> _DIRECTIONS_:
Repeat exactly, and only, the lines from the one containing "Objective — a point for each instance of the roof" through the end of the records.

> _SUPPLIED RECORDS_:
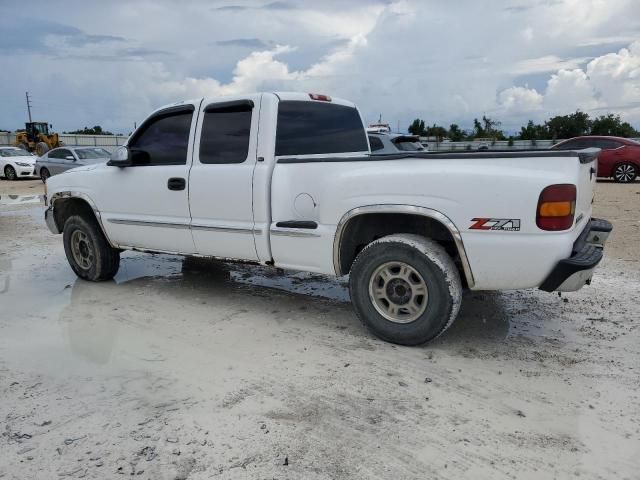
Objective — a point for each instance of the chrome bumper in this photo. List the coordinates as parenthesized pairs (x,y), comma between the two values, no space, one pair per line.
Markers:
(573,273)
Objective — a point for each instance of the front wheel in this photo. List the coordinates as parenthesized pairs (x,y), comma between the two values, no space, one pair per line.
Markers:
(10,173)
(625,173)
(88,252)
(405,289)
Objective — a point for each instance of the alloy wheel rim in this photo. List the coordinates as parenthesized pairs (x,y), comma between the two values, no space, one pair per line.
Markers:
(398,292)
(625,173)
(82,249)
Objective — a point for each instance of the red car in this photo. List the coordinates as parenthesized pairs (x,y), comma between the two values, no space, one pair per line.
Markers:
(619,158)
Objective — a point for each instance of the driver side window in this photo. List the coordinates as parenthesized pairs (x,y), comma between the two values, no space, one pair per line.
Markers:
(60,153)
(164,141)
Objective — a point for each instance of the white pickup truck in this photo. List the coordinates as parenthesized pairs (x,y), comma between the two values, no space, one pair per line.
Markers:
(288,179)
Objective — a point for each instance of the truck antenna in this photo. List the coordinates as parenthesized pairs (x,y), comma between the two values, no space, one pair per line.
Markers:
(26,94)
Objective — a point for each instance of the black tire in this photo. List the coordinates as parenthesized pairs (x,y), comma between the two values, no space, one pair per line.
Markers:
(625,173)
(44,174)
(10,173)
(96,260)
(430,265)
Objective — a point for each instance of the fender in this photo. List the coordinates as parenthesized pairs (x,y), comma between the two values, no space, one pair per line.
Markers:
(66,194)
(403,209)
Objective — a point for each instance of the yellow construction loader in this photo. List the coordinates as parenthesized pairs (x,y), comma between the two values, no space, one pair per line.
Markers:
(36,137)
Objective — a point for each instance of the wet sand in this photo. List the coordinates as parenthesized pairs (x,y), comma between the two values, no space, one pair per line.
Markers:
(196,369)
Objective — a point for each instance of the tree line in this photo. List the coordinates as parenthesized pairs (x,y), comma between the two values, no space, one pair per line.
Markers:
(558,127)
(96,130)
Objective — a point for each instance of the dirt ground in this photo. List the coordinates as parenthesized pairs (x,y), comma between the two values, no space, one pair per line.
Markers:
(181,369)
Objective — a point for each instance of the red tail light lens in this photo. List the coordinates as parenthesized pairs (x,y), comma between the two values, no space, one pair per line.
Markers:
(556,207)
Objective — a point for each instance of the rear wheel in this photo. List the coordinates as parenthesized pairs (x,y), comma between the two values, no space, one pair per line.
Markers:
(41,148)
(88,252)
(10,173)
(405,289)
(44,174)
(625,173)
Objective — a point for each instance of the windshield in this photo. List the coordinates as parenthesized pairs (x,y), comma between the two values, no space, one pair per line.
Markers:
(15,152)
(91,153)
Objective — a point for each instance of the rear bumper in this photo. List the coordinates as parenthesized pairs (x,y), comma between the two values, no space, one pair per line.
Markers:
(575,272)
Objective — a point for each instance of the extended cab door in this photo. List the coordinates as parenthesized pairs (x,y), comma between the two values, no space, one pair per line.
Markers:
(146,205)
(220,191)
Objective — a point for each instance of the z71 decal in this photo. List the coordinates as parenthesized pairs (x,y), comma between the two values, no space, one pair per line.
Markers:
(504,224)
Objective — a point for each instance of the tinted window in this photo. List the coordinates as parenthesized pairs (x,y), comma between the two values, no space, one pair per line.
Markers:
(408,145)
(376,143)
(606,144)
(574,145)
(91,153)
(163,141)
(225,135)
(318,127)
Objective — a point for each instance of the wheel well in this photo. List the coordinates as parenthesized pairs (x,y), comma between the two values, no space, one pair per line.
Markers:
(66,207)
(365,228)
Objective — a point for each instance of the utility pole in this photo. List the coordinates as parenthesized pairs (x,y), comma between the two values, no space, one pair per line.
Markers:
(26,94)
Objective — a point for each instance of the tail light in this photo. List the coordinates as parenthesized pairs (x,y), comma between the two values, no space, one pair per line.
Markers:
(556,207)
(320,98)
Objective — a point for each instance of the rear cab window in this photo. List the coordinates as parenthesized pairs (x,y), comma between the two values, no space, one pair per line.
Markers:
(318,128)
(226,132)
(408,144)
(376,143)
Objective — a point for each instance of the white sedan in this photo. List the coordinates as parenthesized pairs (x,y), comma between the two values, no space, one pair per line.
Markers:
(16,163)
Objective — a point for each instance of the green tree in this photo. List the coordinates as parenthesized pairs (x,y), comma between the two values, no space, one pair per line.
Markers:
(417,127)
(533,131)
(96,130)
(488,128)
(611,124)
(455,133)
(436,131)
(478,130)
(567,126)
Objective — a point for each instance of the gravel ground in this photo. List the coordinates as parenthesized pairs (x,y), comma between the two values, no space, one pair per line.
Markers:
(183,369)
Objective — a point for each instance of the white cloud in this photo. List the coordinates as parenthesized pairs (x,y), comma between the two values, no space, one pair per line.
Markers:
(444,62)
(569,90)
(520,99)
(610,82)
(548,63)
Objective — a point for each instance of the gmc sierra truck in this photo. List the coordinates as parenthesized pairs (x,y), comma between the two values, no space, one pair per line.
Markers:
(288,179)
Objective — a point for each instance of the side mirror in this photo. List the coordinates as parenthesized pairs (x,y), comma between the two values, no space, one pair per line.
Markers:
(121,157)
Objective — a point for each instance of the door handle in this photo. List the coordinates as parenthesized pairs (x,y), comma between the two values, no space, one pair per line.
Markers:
(176,183)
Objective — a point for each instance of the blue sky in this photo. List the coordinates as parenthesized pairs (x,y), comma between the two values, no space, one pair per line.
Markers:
(111,63)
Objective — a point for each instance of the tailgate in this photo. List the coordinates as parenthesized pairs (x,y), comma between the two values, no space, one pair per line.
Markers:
(586,181)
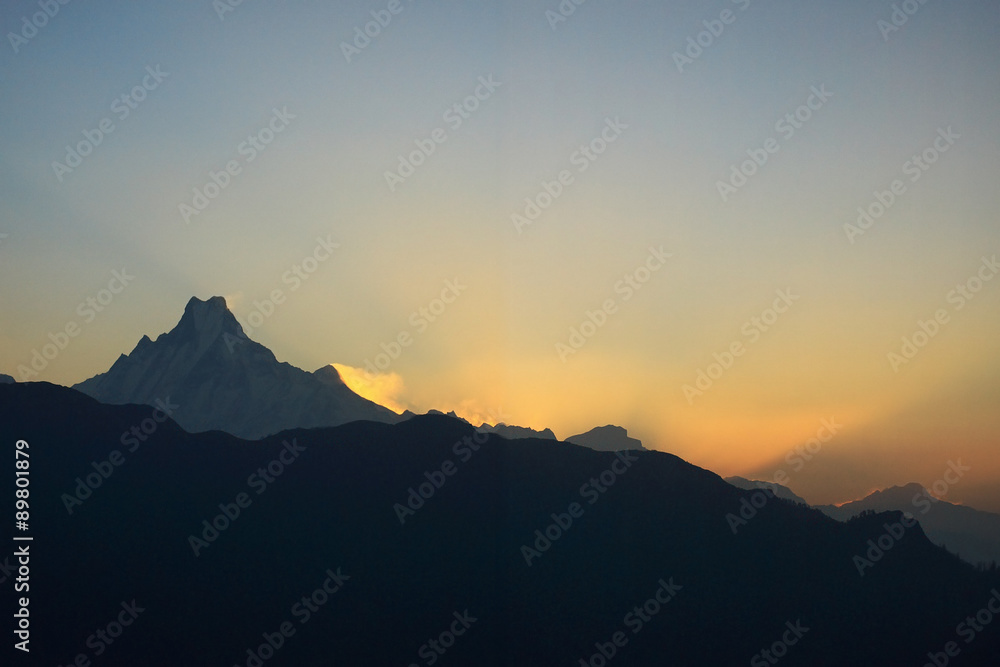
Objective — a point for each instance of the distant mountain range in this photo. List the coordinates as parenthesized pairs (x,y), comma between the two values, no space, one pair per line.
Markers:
(972,534)
(394,544)
(607,439)
(777,489)
(219,379)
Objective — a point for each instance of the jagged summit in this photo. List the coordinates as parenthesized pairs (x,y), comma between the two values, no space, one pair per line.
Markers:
(608,438)
(223,380)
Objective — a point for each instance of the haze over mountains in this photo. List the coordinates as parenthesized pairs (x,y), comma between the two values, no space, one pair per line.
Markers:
(367,541)
(217,378)
(972,534)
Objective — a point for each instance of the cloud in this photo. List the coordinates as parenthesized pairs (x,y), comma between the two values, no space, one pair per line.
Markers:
(386,389)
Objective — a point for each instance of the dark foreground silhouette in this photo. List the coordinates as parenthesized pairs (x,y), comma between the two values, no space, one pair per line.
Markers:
(320,554)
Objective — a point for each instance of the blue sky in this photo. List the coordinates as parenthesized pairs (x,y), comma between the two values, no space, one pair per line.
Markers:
(656,184)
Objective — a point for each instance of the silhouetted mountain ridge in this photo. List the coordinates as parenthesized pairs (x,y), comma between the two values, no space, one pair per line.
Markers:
(334,506)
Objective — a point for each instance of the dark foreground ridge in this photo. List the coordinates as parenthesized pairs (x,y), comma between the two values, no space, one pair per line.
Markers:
(416,544)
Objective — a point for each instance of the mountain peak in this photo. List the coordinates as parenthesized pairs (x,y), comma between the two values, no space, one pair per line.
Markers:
(223,380)
(207,320)
(608,438)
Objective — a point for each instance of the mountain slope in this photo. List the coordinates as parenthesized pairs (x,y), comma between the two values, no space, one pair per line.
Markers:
(778,490)
(972,534)
(608,438)
(221,380)
(329,516)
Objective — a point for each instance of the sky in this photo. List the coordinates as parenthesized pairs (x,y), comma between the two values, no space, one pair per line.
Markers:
(550,214)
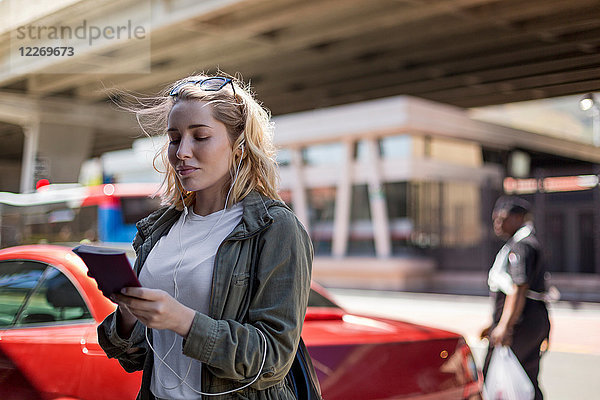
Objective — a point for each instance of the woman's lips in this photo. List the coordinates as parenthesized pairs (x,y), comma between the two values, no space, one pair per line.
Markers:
(185,171)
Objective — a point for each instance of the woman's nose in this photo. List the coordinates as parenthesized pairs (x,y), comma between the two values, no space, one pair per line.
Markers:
(184,150)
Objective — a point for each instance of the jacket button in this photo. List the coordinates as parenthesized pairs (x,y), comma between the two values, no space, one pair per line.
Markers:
(268,374)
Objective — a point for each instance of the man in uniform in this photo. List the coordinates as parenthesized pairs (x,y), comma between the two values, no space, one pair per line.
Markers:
(517,285)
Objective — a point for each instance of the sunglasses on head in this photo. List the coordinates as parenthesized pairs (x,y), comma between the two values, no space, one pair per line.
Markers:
(213,84)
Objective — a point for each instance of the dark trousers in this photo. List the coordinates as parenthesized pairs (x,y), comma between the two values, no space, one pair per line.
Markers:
(527,339)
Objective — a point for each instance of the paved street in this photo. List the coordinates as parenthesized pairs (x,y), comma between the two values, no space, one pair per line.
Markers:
(570,369)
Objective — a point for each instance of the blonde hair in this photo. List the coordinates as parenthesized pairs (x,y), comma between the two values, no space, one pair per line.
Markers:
(248,123)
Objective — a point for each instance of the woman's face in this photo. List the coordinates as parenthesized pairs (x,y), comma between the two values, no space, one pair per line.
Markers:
(199,147)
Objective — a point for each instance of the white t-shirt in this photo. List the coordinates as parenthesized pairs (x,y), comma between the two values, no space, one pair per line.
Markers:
(188,252)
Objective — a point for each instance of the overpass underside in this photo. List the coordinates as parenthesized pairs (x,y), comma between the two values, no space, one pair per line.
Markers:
(298,55)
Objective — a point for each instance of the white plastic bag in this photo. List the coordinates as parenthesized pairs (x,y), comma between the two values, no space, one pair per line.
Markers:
(506,379)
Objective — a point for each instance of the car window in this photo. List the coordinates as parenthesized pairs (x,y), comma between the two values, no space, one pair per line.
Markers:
(55,299)
(18,279)
(316,299)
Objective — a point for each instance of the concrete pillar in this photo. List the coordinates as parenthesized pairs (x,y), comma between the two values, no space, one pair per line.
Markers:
(596,197)
(343,197)
(299,189)
(379,214)
(62,149)
(30,150)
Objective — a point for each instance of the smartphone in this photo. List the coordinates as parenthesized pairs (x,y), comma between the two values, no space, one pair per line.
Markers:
(109,267)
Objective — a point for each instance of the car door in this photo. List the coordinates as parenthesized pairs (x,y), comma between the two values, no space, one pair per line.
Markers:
(43,320)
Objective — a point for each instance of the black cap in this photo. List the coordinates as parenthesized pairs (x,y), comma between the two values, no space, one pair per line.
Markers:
(512,204)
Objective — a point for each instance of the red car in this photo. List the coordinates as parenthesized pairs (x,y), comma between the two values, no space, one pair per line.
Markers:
(49,310)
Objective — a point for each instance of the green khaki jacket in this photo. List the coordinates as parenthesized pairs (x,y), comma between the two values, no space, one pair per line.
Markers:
(269,239)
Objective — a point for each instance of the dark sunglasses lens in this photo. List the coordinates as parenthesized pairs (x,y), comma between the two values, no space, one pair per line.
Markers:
(177,88)
(213,84)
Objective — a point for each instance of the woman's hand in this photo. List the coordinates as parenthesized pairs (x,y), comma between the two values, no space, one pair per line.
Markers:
(156,309)
(485,333)
(501,335)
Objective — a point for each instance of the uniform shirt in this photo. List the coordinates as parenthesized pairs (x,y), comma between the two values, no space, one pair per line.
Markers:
(525,266)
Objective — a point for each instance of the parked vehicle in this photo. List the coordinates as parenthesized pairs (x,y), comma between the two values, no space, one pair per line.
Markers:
(49,310)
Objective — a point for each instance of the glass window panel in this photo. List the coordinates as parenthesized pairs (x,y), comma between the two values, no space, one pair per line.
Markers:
(323,154)
(361,227)
(17,281)
(396,146)
(321,208)
(56,299)
(284,157)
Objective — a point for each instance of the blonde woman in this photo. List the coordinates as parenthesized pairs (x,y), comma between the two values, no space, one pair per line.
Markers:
(225,266)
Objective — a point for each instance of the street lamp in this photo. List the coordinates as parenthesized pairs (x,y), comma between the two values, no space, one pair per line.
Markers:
(588,102)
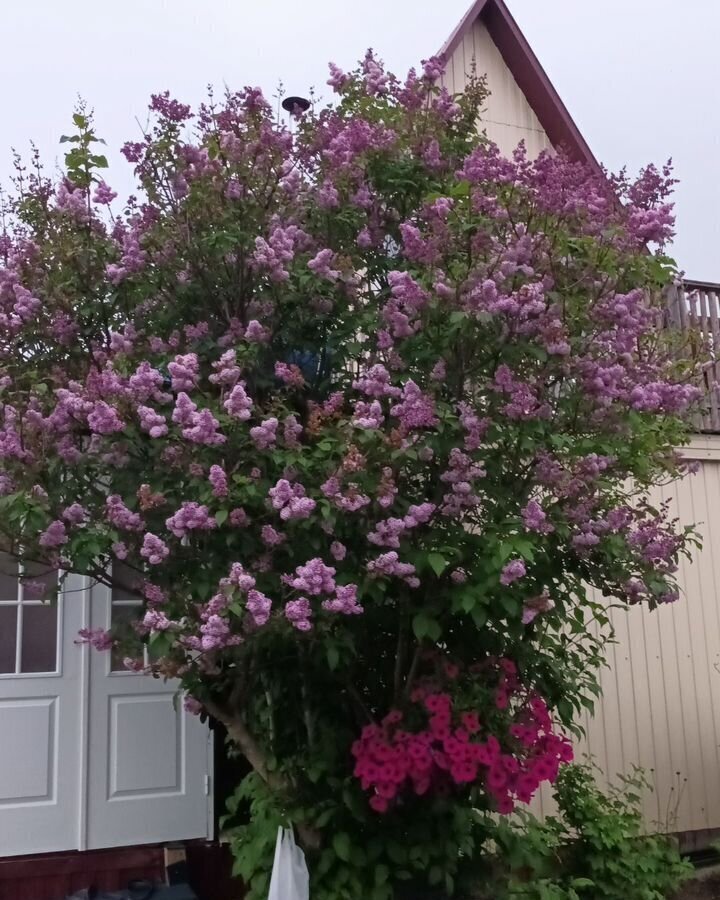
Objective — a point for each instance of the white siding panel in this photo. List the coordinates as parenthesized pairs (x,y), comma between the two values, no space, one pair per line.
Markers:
(507,118)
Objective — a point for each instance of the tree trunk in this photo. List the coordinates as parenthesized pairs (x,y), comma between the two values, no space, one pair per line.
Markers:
(238,732)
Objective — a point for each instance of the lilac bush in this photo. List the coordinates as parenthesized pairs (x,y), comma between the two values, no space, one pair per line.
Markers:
(358,411)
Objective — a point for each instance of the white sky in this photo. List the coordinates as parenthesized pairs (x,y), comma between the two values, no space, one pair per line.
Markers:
(639,76)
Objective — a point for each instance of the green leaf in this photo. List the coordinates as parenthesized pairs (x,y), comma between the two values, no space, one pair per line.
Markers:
(424,626)
(437,563)
(341,846)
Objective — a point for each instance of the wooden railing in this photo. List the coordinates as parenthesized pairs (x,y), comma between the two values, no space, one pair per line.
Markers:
(694,308)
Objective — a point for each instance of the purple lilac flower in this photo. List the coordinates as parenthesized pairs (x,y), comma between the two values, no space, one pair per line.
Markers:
(512,571)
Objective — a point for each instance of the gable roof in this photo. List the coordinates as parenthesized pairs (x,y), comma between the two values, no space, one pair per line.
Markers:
(528,73)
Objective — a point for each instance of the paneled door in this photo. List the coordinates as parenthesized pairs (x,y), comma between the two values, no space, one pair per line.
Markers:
(41,672)
(148,761)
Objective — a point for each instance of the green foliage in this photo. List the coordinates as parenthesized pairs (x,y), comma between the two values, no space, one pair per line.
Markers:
(376,858)
(594,849)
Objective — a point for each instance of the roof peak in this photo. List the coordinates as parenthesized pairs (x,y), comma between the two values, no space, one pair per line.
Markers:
(530,76)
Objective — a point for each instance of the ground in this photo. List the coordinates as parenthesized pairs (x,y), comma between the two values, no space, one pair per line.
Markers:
(703,888)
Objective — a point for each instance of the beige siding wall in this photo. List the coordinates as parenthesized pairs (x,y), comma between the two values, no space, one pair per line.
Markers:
(661,695)
(507,118)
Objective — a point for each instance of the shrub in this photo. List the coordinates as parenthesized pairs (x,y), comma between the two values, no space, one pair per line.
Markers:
(358,413)
(596,847)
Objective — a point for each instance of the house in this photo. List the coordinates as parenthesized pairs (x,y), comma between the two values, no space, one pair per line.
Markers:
(661,694)
(94,757)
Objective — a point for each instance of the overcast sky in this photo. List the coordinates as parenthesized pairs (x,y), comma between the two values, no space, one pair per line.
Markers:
(639,76)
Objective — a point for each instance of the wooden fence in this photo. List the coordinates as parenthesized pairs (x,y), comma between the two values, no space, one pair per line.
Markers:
(694,308)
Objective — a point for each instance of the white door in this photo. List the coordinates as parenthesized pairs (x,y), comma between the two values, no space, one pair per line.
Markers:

> _TASK SOLUTION_:
Objective — a point for each instance of the roof peak in this photo. List the coordinates as parenthesized pairs (x,y), comma between the two values, no space, one pair per line.
Markers:
(530,76)
Objective — a point for each instance of the ground in this photo. List the coordinates as parenthesized pairs (x,y), comma between the two values, no space, one pair per line.
Markers:
(703,888)
Objective — a point for each instance of the beige siding wall in this photo. List the coordinates as parenthesized pairs (x,y), comma between the two values, no space, one pair per line.
Markers:
(661,695)
(507,118)
Objective — a point for each instance of the shrub in this photo. List the coordinates as parenthesized pairs (x,y), comma between the two values, no space, one pair per line.
Markers:
(358,413)
(596,847)
Objective — a point for each instance of the house in this photo. List the coordinates as parenthesized pairs (x,y), comma between the two values, no space, one pair per line.
Markers:
(661,694)
(94,757)
Objective — a point for each instance of the overcast sky in this photo. List the coordinates as parenthesized pairs (x,y), comma between the two values, no space, one pair per line.
Markers:
(639,76)
Objective — a point for each instance of the wooden fence in this photo. List the coordinates as parenthesized pairs (x,y), comma between the two values, no space, one pair per line.
Markers:
(694,308)
Objective — a point for each instance of the white door in this photo. List the coordinates as parenthesized pairs (x,y), comma between the two values, no space, one pair per line.
Markers:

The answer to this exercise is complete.